WORK TO COMPLETE |
**a.** In the piece on Bill Nye's radiometric dating answer, what age for the earth did Alexander Winchell estimate in 1883?
**b.** Carry on the piece on Bill Nye's radiometric dating answer from its final sentence.

PASSAGE TO READ |
━━━━━━━━

Comedian, actor and former mechanical engineer William Sanford Nye (b. 1955) is best known for the show Bill Nye the Science Guy (1993–98). Nye gave a very poor response to the question regarding radiometric dating in the recent debate with Ken Ham (see the 2 hour and 7 minute mark).
First, he side-stepped the issue and brought up old stars. That’s right, he was dancing with the stars! Russell Humphreys (Ph.D. Physics, formerly with Sandia National Labs) wrote Starlight and Time in 1994 and gave a plausible answer to this question based on the General Theory of Relativity and gravitational time dilation. A reasonable man or woman can see that the light travel problem applies to both the Big Bang and Creation models (as Ken pointed out regarding the horizon problem).
Nye defended an old earth based on depositional rates. In 1883, Alexander Winchell, former State Geologist of Michigan, estimated the age of the earth at 3M years.  That’s a far cry from 4.5 billion years. That was back when gradualistic uniformitarianism was in vogue. But now catastrophism has a wide following even within mainstream Geology. So, if most deposits were formed rapidly, such as turbidites, the depositional rates favor Young Earth Science (YES).
Nye said Charles Lyell (d. 1875) came up with the phrase “deep time.” Actually, it was John McPhee who wrote Basin and Range in 1980. McPhee said, “The human mind may not have evolved enough to be able to comprehend deep time” (p. 133).
Marie Skłodowska-Curie (d. 1934) came up with the term “radioactivity.” Nye made the very common mistake in stating that radioactivity contradicted Kelvin’s age for the Earth (his final estimate was 24M). In 1895, before the discovery of radioactivity, John Perry showed that convection in the Earth's interior modified Kelvin’s age of the Earth.

━━━━━━━━

DATASET EXCERPT |
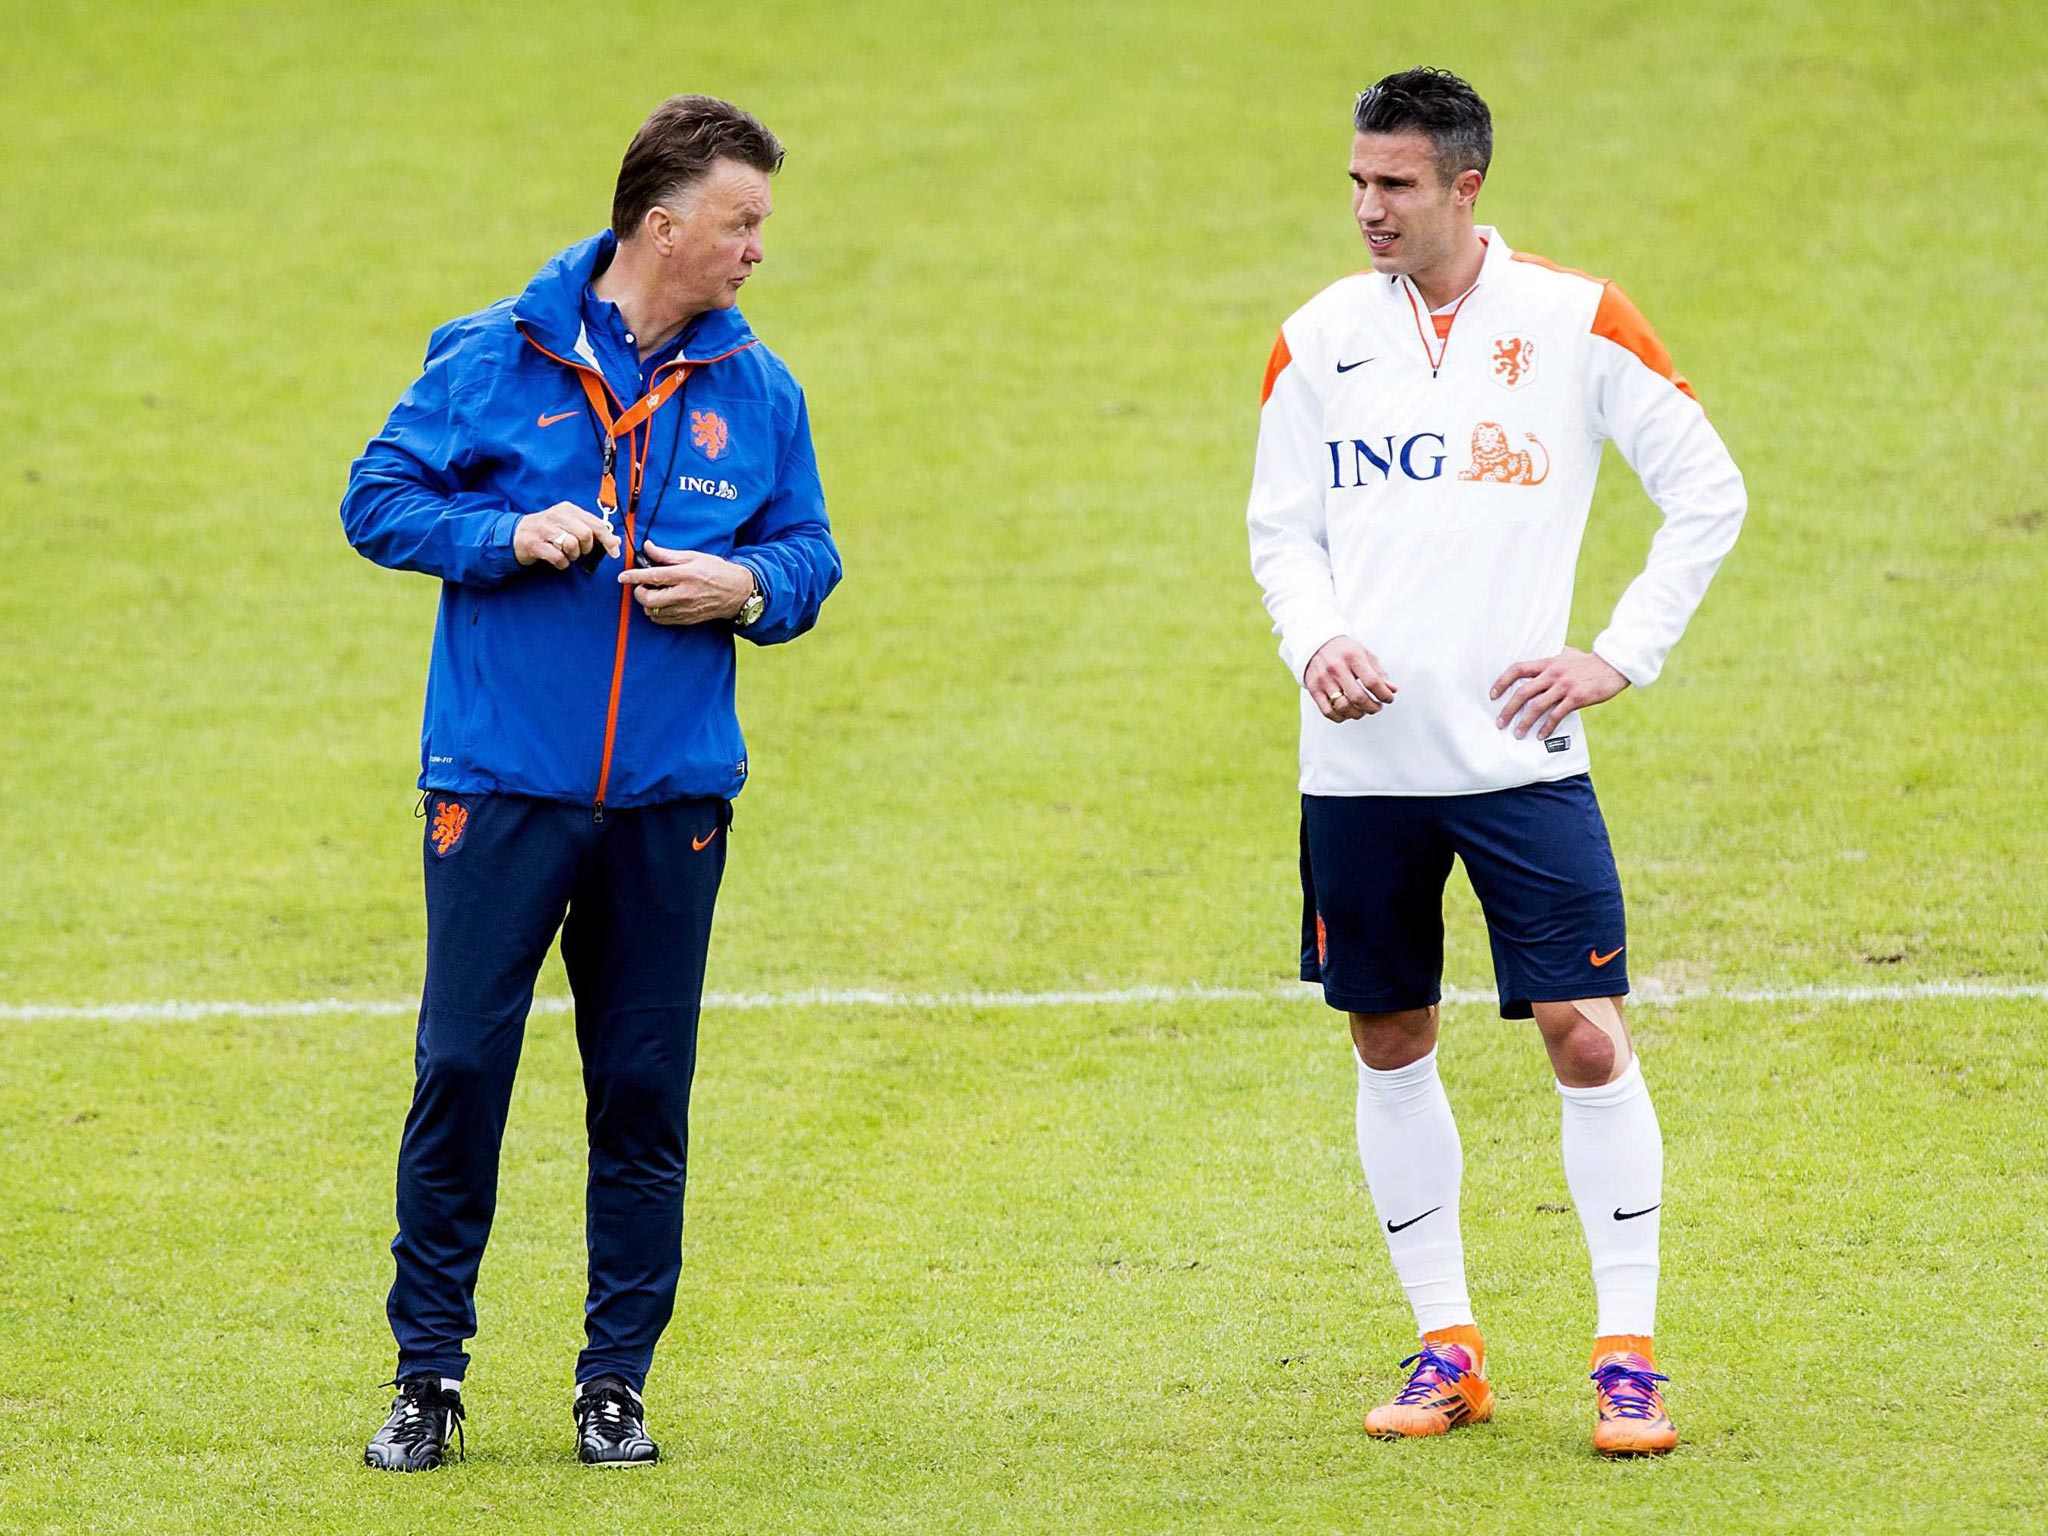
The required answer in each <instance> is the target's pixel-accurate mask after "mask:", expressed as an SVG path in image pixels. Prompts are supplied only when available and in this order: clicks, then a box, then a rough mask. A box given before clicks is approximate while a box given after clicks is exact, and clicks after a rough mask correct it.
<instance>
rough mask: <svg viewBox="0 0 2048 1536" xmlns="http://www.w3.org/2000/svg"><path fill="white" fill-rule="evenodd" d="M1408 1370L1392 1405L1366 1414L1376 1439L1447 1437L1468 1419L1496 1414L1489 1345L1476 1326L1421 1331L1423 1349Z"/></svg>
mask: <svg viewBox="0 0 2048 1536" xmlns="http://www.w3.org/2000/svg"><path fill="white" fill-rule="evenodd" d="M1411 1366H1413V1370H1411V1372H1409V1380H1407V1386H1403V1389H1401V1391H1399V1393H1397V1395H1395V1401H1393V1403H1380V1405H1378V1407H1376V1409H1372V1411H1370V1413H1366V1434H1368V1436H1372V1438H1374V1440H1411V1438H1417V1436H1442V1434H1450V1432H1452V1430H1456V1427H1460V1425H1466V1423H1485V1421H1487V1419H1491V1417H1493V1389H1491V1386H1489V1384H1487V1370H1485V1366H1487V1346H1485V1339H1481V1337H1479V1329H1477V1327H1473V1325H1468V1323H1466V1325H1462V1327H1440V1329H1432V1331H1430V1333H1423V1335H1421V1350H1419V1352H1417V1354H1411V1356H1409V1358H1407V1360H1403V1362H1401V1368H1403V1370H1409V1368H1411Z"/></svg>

━━━━━━━━

ANSWERS TO THE EXERCISE |
**a.** 3M years.

**b.**
Some claim that YES is pseudoscience. Bill Nye the Science Guy had an episode on that topic. Nye said there must be aliens because there are so many stars. Yet no one has seen aliens and there are no cities on Mars. Extraordinary claims (aliens) require extraordinary evidence. Nye was skeptical of the Loch Ness Monster. According to the Smithsonian’s online encyclopedia, “Even though most scientists believe the likelihood of a monster is small, they keep an open mind …” Perhaps Nye should be open minded towards YES. An article in National Geographic was very fair towards Nessie and included reports from very reliable witnesses. 
Nye should read Kicking the Sacred Cow by former aeronautical engineer and award winning SciFi author James Hogan. Hogan is very sympathetic to YES. Ken Ham sent Nye a book in The New Answers Book series – will Nye have an open mind and read it and seriously consider the evidence?
As for the question posed to Nye in the debate, Ephraim Fischbach (Purdue University) gave a talk at the Institute for Theoretical, Atomic and Molecular and Optical Physics (Harvard-Smithsonian Center for Astrophysics) providing firm data that indicates that the sun affects radioactive decay rates. John Woodmorappe (M.A. Geology) has written an excellent book refuting radiometric dating and millions of years. Jay Wile (Ph.D. Nuclear Chemistry, Univ. of Rochester), at one time a skeptic regarding accelerated radioactive decay, has some great info on varying decay rates.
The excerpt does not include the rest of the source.